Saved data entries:
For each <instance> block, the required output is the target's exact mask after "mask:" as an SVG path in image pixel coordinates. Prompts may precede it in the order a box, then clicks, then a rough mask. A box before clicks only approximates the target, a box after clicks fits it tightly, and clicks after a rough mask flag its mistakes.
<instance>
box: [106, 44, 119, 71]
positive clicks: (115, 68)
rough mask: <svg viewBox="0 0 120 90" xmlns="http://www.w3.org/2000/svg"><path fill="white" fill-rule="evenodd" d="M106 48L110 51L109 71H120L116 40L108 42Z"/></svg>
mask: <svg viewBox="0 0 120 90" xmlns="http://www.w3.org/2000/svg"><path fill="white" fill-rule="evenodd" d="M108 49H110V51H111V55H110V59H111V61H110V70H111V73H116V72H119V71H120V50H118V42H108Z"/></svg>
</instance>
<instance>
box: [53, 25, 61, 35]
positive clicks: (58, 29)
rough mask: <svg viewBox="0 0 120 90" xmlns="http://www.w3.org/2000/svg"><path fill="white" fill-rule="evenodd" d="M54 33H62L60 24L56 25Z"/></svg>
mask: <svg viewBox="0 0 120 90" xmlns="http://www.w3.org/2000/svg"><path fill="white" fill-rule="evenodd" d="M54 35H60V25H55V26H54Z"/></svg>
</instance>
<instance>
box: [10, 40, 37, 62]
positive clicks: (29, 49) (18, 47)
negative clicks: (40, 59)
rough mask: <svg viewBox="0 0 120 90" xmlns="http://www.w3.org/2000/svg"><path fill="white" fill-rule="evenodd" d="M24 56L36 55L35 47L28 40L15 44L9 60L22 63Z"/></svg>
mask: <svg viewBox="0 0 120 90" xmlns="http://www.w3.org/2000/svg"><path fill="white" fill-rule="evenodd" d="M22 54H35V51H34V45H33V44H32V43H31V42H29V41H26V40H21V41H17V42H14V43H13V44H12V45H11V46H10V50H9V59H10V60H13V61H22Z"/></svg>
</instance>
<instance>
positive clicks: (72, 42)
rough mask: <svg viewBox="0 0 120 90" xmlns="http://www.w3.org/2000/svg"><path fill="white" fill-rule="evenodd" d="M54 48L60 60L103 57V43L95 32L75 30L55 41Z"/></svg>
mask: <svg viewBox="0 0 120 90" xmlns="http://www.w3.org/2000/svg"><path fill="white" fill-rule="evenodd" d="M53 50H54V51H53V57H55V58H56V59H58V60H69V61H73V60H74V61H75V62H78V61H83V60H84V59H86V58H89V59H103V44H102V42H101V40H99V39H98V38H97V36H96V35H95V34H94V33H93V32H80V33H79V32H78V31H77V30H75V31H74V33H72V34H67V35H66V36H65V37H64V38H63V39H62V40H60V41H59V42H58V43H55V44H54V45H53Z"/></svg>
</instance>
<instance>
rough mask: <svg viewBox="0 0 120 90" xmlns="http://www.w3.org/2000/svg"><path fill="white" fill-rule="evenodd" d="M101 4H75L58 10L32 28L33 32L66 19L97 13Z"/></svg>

* **Task instructions**: Revise the listing above by replacing every instance of "rough mask" with "coarse mask", keeping all other text unchanged.

* **Result of the task**:
For each <instance> block, the required output is the target's exact mask after "mask:" as an SVG path in image pixel coordinates. Prompts may precede it in the order a box, then clicks, then a coarse mask. A box before clicks only approximates the target, a box after clicks fits it tightly, and clicks after a coarse mask flag its mistakes.
<instance>
box: [106, 44, 119, 71]
positive clicks: (115, 68)
coarse mask: <svg viewBox="0 0 120 90" xmlns="http://www.w3.org/2000/svg"><path fill="white" fill-rule="evenodd" d="M106 48L110 51L109 71H120L116 40L108 42Z"/></svg>
mask: <svg viewBox="0 0 120 90" xmlns="http://www.w3.org/2000/svg"><path fill="white" fill-rule="evenodd" d="M108 49H110V51H111V55H110V59H111V61H110V70H111V73H116V72H119V71H120V50H118V42H108Z"/></svg>
</instance>
<instance>
box: [53, 25, 61, 35]
positive clicks: (58, 29)
coarse mask: <svg viewBox="0 0 120 90" xmlns="http://www.w3.org/2000/svg"><path fill="white" fill-rule="evenodd" d="M54 33H62L60 24L56 25Z"/></svg>
mask: <svg viewBox="0 0 120 90" xmlns="http://www.w3.org/2000/svg"><path fill="white" fill-rule="evenodd" d="M54 35H60V25H55V26H54Z"/></svg>
</instance>
<instance>
box: [10, 40, 37, 62]
positive clicks: (29, 49) (18, 47)
negative clicks: (40, 59)
coarse mask: <svg viewBox="0 0 120 90" xmlns="http://www.w3.org/2000/svg"><path fill="white" fill-rule="evenodd" d="M24 56L36 55L35 47L28 40L15 44L9 60L22 63Z"/></svg>
mask: <svg viewBox="0 0 120 90" xmlns="http://www.w3.org/2000/svg"><path fill="white" fill-rule="evenodd" d="M22 54H35V51H34V45H33V44H32V43H31V42H29V41H26V40H21V41H17V42H14V43H13V44H12V45H11V46H10V50H9V59H10V60H13V61H22Z"/></svg>
</instance>
<instance>
positive clicks: (72, 42)
coarse mask: <svg viewBox="0 0 120 90" xmlns="http://www.w3.org/2000/svg"><path fill="white" fill-rule="evenodd" d="M54 48L60 60L103 57V43L95 32L75 30L55 41Z"/></svg>
mask: <svg viewBox="0 0 120 90" xmlns="http://www.w3.org/2000/svg"><path fill="white" fill-rule="evenodd" d="M53 50H54V51H53V57H55V58H56V59H58V60H69V61H73V60H74V61H75V62H78V61H83V60H84V59H86V58H89V59H103V44H102V42H101V40H99V39H98V38H97V36H96V35H95V34H94V33H93V32H80V33H79V32H78V31H77V30H75V31H74V33H72V34H67V35H66V36H65V37H64V38H63V39H62V40H60V41H59V42H58V43H55V44H54V45H53Z"/></svg>
</instance>
<instance>
coarse mask: <svg viewBox="0 0 120 90" xmlns="http://www.w3.org/2000/svg"><path fill="white" fill-rule="evenodd" d="M101 4H75L58 10L32 28L33 32L66 19L97 13Z"/></svg>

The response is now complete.